# Given instruction 1
In the post and comments about abandoned buildings, what was the abandoned school converted into?

# Document text
755 Bolt Cutter.

Any of you guys ever do anything like this? Trespassing to “hunt” ghosts I mean? I never did that I can remember, even though this whole thing is sort of based on stuff I did do.

There are tons of derelict structures out here. Just abandoned homes surrounded by dead trees and the filth deposited there for years and years. Some places where people still live have huge sections of abandoned buildings just rotting on the property. Tons of disused farm equipment and cars are littered around. The ditches have places where cars just stuck up, half buried, in the silt. There’s also appliances cast in. Just rusting quietly and impeding the flow of water from time to time. The weird thing is that even though the locals treat the area like a giant dump I still think if you just started wandering around they’d chase you off. Even though they clearly don’t give a shit about their surroundings they don’t want you mucking about on them. Kind of like how a little kid has no interest in a toy until another one shows interest in it. Suddenly the toy in question becomes valuable beyond measure.

17 Comments

I’m with John. If it’s unlocked, it’s okay.

My friends and I used to do stuff like this back in high school all the time. Not necessarily ghost hunting, though we did that with particularly creepy places. I never felt too bad about it because nobody cared about these places. We were using them. It was fun. You’d often find all sorts of interesting things. We never got in trouble either, but we lived in a pretty rural place though, so I guess nobody ever noticed.

In my home town there was a tiny little house out in the woods. When I say tiny I mean it was a fully Functioning two story house that was only about ten feet tall. It had a tiny little kitchen and tiny little living room and tiny stairs to a tiny bedroom. No roads or paths leading to it. It was like a little midget hermits house from the 70’s. Creepiest fucking thing EVER! We used to take girls out there to scare the bajeezuz out of them lol.

We actually had an abandoned school in my hometown as well.

Unfortunately, it was converted into a performing arts theater long before I was old enough to do any “investigating”.

Come to think of it, there are a lot of abandoned buildings in Yerington I wish I’d had the chance to explore before they were knocked down or refurbished, like the Yerington Hotel and that old house near Dini’s.

I don’t believe in ghosts (at least not in the traditional sense), but it still would have been cool to see what was there.

I guess there’s still some of the old mine buildings in Weed Heights…

Oops, I meant to post that as a regular comment.

But I did mean to reply to yours separately, because your story is interesting.

What do you think this building you saw was? Was it actually for midgets, or do you think it might have been somebody’s kid’s playhouse?

There was a pink house, downtown, right next to the bank. It was abandoned after the owner was arrested, but my friends and I scoured it more than a couple times, top to bottom.

# Supplied material
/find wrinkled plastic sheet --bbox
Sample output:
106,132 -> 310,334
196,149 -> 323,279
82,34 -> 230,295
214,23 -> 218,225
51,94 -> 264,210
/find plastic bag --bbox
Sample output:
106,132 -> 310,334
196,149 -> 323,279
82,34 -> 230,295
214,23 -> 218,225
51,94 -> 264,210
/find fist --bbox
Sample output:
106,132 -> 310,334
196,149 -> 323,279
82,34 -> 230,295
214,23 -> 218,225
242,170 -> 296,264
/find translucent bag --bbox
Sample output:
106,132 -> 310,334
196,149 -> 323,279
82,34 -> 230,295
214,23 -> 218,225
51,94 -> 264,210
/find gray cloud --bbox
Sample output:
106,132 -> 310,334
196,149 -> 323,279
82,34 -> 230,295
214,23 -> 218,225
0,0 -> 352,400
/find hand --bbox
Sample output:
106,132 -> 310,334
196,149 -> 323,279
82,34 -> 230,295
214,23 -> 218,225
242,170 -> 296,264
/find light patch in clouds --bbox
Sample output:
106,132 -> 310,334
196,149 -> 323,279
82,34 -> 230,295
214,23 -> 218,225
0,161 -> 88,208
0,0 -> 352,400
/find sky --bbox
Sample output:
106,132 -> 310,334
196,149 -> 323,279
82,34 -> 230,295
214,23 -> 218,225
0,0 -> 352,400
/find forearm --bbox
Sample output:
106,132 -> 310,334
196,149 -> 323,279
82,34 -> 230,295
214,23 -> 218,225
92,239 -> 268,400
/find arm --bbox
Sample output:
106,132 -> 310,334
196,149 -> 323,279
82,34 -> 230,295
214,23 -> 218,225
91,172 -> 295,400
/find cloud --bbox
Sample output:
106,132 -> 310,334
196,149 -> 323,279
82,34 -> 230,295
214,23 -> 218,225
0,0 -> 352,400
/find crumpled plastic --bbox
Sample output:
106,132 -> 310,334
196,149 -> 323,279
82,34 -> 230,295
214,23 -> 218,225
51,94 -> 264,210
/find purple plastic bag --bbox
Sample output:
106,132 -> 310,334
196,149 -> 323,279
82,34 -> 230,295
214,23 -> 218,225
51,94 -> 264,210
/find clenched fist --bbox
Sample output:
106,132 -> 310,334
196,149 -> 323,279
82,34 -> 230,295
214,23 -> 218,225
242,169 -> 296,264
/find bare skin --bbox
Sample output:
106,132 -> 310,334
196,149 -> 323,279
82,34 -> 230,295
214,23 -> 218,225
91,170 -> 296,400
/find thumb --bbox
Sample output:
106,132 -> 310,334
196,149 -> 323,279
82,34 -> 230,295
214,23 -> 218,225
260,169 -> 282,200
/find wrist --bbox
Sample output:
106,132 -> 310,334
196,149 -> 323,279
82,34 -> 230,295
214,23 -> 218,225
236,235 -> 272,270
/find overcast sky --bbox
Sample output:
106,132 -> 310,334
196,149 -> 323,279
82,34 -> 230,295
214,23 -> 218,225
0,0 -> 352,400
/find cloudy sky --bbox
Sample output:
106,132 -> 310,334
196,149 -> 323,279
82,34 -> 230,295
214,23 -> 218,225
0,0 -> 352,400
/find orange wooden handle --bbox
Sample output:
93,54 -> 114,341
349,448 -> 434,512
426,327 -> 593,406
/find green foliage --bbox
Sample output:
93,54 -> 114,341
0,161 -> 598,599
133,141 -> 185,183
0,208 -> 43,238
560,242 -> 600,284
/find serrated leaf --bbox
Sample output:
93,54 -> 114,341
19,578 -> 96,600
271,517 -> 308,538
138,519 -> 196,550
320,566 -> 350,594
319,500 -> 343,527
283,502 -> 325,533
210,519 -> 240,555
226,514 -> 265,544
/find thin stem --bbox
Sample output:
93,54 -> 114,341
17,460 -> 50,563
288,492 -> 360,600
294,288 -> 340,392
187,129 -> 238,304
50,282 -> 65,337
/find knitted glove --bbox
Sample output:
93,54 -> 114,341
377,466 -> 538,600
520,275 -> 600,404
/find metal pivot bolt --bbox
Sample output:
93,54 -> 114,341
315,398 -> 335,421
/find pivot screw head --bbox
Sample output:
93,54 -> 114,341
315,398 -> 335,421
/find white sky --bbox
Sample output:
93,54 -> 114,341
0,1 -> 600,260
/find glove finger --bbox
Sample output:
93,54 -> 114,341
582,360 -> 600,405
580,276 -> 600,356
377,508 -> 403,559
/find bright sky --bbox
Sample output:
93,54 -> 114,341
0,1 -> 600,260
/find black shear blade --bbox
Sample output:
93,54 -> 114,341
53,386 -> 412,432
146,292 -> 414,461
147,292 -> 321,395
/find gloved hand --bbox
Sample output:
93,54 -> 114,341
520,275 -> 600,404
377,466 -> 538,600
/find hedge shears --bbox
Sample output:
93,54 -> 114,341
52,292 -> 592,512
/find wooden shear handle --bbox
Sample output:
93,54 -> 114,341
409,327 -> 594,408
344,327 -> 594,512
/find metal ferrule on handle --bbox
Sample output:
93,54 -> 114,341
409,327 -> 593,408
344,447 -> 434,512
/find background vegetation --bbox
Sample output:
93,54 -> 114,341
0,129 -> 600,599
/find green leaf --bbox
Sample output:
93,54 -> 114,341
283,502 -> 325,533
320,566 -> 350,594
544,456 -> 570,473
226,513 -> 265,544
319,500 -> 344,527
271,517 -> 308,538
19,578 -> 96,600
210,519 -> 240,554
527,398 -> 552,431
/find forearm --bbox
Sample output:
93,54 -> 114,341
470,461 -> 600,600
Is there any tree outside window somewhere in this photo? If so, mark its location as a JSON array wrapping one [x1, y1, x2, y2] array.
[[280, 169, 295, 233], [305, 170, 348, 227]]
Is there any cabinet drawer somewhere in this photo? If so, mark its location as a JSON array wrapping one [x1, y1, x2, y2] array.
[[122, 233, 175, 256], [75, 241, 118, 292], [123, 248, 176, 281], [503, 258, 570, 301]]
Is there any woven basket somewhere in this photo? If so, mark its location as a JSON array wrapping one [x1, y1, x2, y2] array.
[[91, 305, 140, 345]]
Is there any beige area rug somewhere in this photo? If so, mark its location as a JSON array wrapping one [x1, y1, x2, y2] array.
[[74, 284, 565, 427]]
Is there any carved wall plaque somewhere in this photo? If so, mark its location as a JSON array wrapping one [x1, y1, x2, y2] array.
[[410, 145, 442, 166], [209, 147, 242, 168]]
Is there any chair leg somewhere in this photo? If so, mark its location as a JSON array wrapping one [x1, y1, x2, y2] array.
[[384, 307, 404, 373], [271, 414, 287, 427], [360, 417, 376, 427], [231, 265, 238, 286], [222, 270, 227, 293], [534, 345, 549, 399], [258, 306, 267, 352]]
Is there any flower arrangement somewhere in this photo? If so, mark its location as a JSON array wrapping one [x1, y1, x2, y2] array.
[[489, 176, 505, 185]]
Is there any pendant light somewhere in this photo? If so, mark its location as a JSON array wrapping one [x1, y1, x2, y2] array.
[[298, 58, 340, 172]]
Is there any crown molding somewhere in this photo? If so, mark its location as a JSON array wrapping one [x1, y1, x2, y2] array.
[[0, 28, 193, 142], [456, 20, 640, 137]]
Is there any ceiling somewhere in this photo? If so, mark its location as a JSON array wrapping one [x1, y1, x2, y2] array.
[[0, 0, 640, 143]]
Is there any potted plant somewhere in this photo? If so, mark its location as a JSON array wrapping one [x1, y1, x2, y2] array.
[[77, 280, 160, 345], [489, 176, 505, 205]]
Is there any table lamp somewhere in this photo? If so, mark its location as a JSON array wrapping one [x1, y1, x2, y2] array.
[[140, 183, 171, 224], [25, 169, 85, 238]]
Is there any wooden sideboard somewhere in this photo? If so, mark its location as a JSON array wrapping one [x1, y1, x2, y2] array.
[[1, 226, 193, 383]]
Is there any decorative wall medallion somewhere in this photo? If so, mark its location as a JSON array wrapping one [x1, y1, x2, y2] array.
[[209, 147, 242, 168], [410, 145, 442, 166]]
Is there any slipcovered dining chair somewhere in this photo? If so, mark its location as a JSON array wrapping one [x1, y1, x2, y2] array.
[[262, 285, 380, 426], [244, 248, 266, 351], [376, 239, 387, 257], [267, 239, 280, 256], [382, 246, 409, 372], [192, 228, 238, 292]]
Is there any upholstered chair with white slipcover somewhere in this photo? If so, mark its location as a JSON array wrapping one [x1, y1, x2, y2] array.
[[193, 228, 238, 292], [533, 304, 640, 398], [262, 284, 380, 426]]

# Given instruction 2
Put the lines of the listing, starting at the line that contains "gray cloud --bbox" and ending at the line that contains "426,327 -> 593,406", into a numbered list, with both of those lines included and blank lines left out.

# Written response 1
A performing arts theater.

# Written response 2
1. /find gray cloud --bbox
2. Sample output:
3. 106,132 -> 310,334
4. 196,149 -> 323,279
5. 82,34 -> 230,295
6. 214,23 -> 218,225
7. 0,0 -> 352,400
8. /find hand --bbox
9. Sample output:
10. 106,132 -> 310,334
11. 196,149 -> 323,279
12. 82,34 -> 230,295
13. 214,23 -> 218,225
14. 242,170 -> 296,264
15. /find light patch in clouds --bbox
16. Sample output:
17. 106,132 -> 310,334
18. 196,149 -> 323,279
19. 82,34 -> 230,295
20. 214,23 -> 218,225
21. 0,161 -> 88,208
22. 0,0 -> 352,400
23. /find sky --bbox
24. Sample output:
25. 106,132 -> 310,334
26. 196,149 -> 323,279
27. 82,34 -> 230,295
28. 214,23 -> 218,225
29. 0,0 -> 352,400
30. /find forearm --bbox
31. Sample output:
32. 106,132 -> 310,334
33. 196,149 -> 323,279
34. 82,34 -> 230,295
35. 214,23 -> 218,225
36. 92,239 -> 268,400
37. /find arm --bbox
38. Sample output:
39. 106,132 -> 310,334
40. 196,149 -> 323,279
41. 82,34 -> 230,295
42. 214,23 -> 218,225
43. 91,172 -> 295,400
44. /find cloud --bbox
45. Sample output:
46. 106,132 -> 310,334
47. 196,149 -> 323,279
48. 82,34 -> 230,295
49. 214,23 -> 218,225
50. 0,0 -> 352,400
51. /find crumpled plastic --bbox
52. Sample output:
53. 106,132 -> 310,334
54. 196,149 -> 323,279
55. 82,34 -> 230,295
56. 214,23 -> 218,225
57. 51,94 -> 264,210
58. /find purple plastic bag --bbox
59. Sample output:
60. 106,132 -> 310,334
61. 196,149 -> 323,279
62. 82,34 -> 230,295
63. 214,23 -> 218,225
64. 51,94 -> 264,210
65. /find clenched fist --bbox
66. Sample output:
67. 106,132 -> 310,334
68. 196,149 -> 323,279
69. 82,34 -> 230,295
70. 214,23 -> 218,225
71. 242,169 -> 296,264
72. /find bare skin --bbox
73. Sample output:
74. 106,132 -> 310,334
75. 196,149 -> 323,279
76. 82,34 -> 230,295
77. 214,23 -> 218,225
78. 91,170 -> 296,400
79. /find thumb --bbox
80. Sample output:
81. 106,132 -> 310,334
82. 196,149 -> 323,279
83. 82,34 -> 230,295
84. 214,23 -> 218,225
85. 260,169 -> 282,200
86. /find wrist --bbox
87. Sample output:
88. 106,132 -> 310,334
89. 196,149 -> 323,279
90. 82,34 -> 230,295
91. 214,23 -> 218,225
92. 236,235 -> 272,270
93. /find overcast sky --bbox
94. Sample output:
95. 106,132 -> 310,334
96. 196,149 -> 323,279
97. 82,34 -> 230,295
98. 214,23 -> 218,225
99. 0,0 -> 352,400
100. /find cloudy sky --bbox
101. Sample output:
102. 106,132 -> 310,334
103. 196,149 -> 323,279
104. 82,34 -> 230,295
105. 214,23 -> 218,225
106. 0,0 -> 352,400
107. /find orange wooden handle --bbox
108. Sample output:
109. 93,54 -> 114,341
110. 349,448 -> 434,512
111. 426,327 -> 593,406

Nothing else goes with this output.